## Provided records
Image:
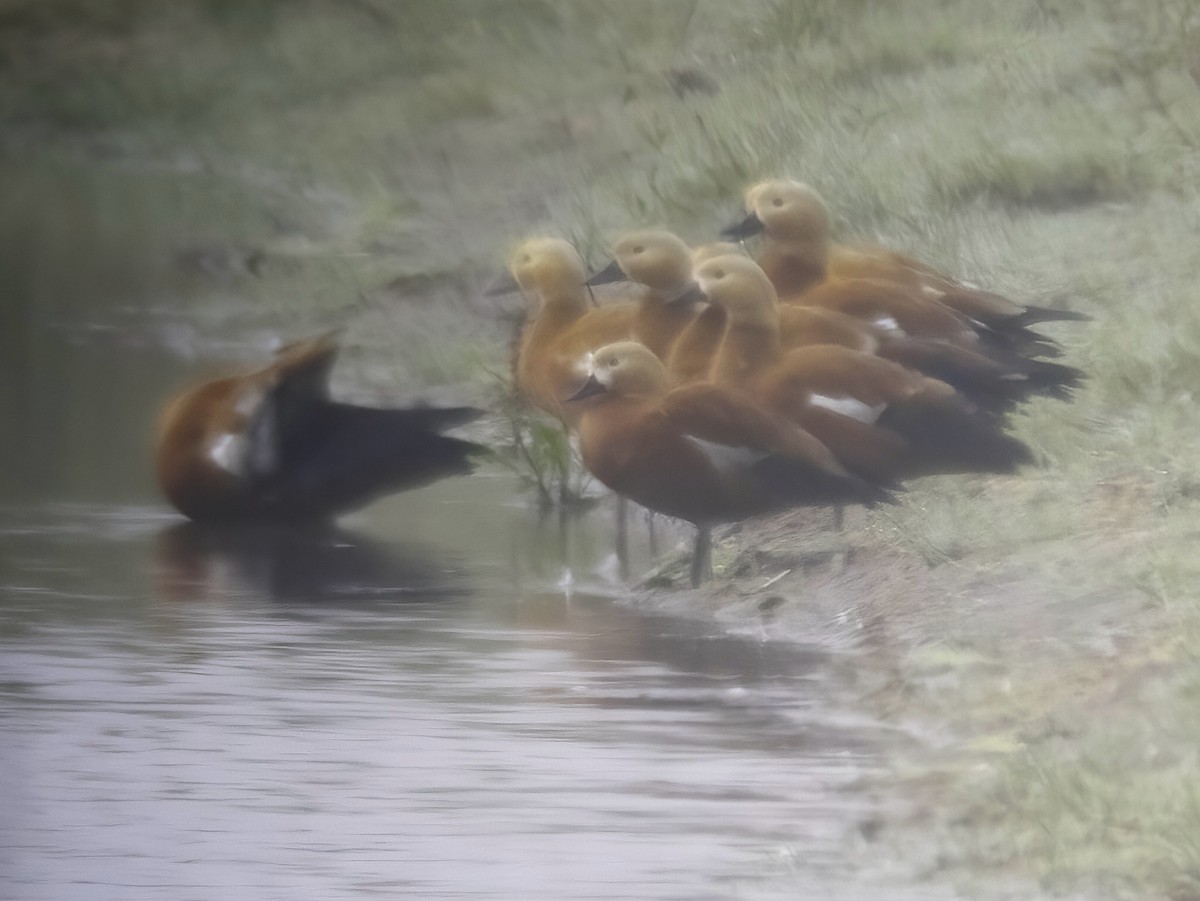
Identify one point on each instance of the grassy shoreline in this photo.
---
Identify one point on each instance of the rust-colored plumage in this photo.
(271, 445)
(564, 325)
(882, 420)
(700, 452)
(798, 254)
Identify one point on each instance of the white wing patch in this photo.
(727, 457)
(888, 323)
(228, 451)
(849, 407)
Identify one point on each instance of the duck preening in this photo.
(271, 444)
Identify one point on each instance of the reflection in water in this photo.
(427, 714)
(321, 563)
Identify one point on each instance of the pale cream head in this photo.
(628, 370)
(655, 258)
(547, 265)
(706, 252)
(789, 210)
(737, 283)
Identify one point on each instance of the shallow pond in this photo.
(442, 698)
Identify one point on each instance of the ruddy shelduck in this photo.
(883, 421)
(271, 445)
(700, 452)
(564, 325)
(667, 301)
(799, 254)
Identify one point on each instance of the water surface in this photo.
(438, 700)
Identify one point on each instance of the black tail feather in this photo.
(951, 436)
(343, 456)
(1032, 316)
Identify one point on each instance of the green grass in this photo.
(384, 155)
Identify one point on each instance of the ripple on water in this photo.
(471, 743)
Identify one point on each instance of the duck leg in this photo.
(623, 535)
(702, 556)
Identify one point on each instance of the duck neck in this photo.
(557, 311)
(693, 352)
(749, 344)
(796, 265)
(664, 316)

## To be done
Return every line of the records above that contains the word "water".

## The reply
Identify one point on each instance of the reflection in water in this photo.
Identify one point on each instance of the water surface in this photo.
Identify one point on each instance of the ripple on water in this photo.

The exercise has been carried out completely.